Can you render all of the data below as a two-column CSV headed input and output, with each text in input and its answer in output, one row apiece? Put every field in double quotes and replace any line breaks inside a field with spaces.

[START RECORD LIST]

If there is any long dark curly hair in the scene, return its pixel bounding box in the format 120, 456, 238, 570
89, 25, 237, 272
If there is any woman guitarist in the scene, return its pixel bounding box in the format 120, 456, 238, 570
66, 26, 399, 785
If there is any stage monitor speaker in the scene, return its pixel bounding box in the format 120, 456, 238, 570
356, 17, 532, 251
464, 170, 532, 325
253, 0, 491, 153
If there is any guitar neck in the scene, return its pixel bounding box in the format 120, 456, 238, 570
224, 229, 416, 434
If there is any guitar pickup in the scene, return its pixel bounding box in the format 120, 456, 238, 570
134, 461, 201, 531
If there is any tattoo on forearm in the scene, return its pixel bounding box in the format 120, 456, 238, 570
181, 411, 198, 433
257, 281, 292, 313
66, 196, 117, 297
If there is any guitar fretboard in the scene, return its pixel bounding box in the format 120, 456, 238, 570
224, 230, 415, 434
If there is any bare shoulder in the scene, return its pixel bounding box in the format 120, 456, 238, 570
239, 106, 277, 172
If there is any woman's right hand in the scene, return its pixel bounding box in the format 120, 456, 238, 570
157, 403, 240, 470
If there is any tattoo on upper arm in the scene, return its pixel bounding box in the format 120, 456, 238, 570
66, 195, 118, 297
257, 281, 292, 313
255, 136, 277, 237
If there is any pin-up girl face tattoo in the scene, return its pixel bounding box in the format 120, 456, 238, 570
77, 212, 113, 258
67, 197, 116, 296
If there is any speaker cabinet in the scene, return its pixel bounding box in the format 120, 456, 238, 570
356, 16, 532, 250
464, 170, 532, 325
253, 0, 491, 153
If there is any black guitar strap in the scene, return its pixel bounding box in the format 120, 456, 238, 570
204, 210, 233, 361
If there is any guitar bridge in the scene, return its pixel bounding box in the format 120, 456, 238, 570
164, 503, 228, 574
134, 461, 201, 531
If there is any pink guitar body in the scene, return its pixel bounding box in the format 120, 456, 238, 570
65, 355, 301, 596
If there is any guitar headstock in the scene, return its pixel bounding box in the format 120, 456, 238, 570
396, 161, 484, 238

[END RECORD LIST]

→ THE SOLUTION:
input,output
"If there is any long dark curly hair in the scene, return its pixel bounding box in the format 120, 456, 238, 570","89, 25, 237, 272"
"If there is any woman guitarist in the scene, return its pixel bounding box in the format 120, 456, 238, 570","66, 26, 399, 785"
"If there is any stage monitor speaker in the scene, return its pixel bounding box in the format 120, 456, 238, 570","356, 17, 532, 251 464, 170, 532, 325 253, 0, 491, 153"
"If there is any guitar neck in the scene, return its pixel bounding box in the format 120, 456, 238, 570","224, 229, 416, 434"
"If there is any guitar pickup in the scene, return its pixel bounding box in the format 120, 456, 238, 570","134, 461, 201, 531"
"If there is any tattoo on forearm in the scene, return its pixel bounding box in the format 120, 456, 238, 570","181, 411, 198, 433 257, 281, 292, 313 66, 196, 117, 297"
"If there is any guitar fretboard in the scene, return its pixel bounding box in the format 120, 456, 238, 570","224, 230, 415, 434"
"If there is any bare shoulder in the scene, return its pixel bounding box in the format 120, 456, 238, 570","239, 106, 277, 172"
"If there is any woman's right hand in the scene, return its pixel bounding box in the format 120, 456, 238, 570","157, 403, 240, 470"
"If there is any tattoo on upper arm in the scene, return its pixel bounding box in the format 120, 456, 238, 570","66, 195, 118, 297 257, 281, 292, 313 255, 136, 277, 237"
"If there is any pin-up girl face tattoo in the scene, return its pixel bounding box in the format 120, 456, 238, 570","77, 212, 113, 258 67, 197, 116, 296"
"If there is any speaker cabinet in the scene, return its pixel bounding box in the format 120, 456, 238, 570","356, 16, 532, 250 464, 170, 532, 325 253, 0, 491, 153"
"If there is any black guitar strap in the scene, return its pixel bounding box in the format 120, 456, 238, 570","204, 210, 233, 361"
"If there is any guitar bridge in the scene, return its pixel bounding box in the format 120, 456, 238, 570","164, 503, 228, 574 134, 461, 201, 531"
"If there is any pink guitar body in the scene, return its pixel bounding box in the format 120, 456, 238, 570","65, 355, 301, 596"
"If there is any guitar headstock in the scene, return its pixel bounding box in the format 120, 456, 238, 570","396, 161, 484, 238"